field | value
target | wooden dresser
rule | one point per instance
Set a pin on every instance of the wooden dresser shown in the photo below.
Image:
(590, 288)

* * * *

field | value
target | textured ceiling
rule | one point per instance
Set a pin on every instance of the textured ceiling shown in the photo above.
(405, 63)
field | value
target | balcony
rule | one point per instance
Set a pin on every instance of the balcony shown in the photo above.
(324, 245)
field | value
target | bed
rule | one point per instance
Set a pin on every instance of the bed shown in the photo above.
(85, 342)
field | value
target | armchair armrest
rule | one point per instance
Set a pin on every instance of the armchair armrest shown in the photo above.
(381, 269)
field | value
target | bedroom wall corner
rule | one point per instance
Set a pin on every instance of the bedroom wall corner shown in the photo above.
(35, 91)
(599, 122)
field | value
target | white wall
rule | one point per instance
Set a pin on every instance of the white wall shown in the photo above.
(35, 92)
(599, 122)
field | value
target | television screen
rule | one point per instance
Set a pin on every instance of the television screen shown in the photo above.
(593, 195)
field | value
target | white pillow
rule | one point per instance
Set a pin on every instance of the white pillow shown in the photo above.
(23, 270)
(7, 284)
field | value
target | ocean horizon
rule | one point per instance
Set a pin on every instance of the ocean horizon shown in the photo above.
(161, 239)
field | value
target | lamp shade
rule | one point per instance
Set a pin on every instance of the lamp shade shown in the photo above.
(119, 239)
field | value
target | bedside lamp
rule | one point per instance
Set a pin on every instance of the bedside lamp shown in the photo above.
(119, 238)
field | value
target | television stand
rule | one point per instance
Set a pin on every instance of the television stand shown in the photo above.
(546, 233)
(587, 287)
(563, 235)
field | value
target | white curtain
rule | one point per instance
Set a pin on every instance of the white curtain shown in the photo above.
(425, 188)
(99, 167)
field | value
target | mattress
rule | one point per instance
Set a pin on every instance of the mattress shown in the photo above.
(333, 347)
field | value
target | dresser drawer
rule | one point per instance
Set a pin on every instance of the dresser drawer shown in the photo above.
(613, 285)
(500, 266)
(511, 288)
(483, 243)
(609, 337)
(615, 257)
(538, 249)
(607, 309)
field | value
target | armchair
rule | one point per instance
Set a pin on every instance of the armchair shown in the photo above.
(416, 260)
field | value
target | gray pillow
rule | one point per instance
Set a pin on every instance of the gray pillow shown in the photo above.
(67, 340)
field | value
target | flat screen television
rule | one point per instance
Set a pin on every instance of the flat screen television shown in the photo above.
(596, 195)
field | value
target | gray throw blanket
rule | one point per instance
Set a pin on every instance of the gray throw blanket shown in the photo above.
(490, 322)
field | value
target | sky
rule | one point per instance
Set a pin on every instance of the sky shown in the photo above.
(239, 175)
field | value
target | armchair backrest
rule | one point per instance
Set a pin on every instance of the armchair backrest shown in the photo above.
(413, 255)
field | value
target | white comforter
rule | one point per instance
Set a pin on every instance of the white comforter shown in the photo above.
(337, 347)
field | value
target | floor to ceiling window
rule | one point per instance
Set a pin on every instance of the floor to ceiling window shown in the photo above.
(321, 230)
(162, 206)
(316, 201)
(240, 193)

* * * *

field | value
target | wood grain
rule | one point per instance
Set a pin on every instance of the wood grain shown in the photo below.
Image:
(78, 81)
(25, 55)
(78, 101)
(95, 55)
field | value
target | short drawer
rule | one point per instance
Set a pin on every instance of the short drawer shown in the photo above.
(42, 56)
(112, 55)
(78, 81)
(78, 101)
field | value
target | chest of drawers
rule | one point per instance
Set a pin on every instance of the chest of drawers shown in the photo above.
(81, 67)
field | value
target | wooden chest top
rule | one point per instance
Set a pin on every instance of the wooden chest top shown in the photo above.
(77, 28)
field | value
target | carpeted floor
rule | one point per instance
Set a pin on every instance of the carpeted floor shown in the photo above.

* * * *

» **TASK DIRECTIONS**
For each line in the records that contains the word "carpeted", make a copy.

» **EXERCISE RESULT**
target | carpeted floor
Set a pin on every instance of the carpeted floor shown in the photo above.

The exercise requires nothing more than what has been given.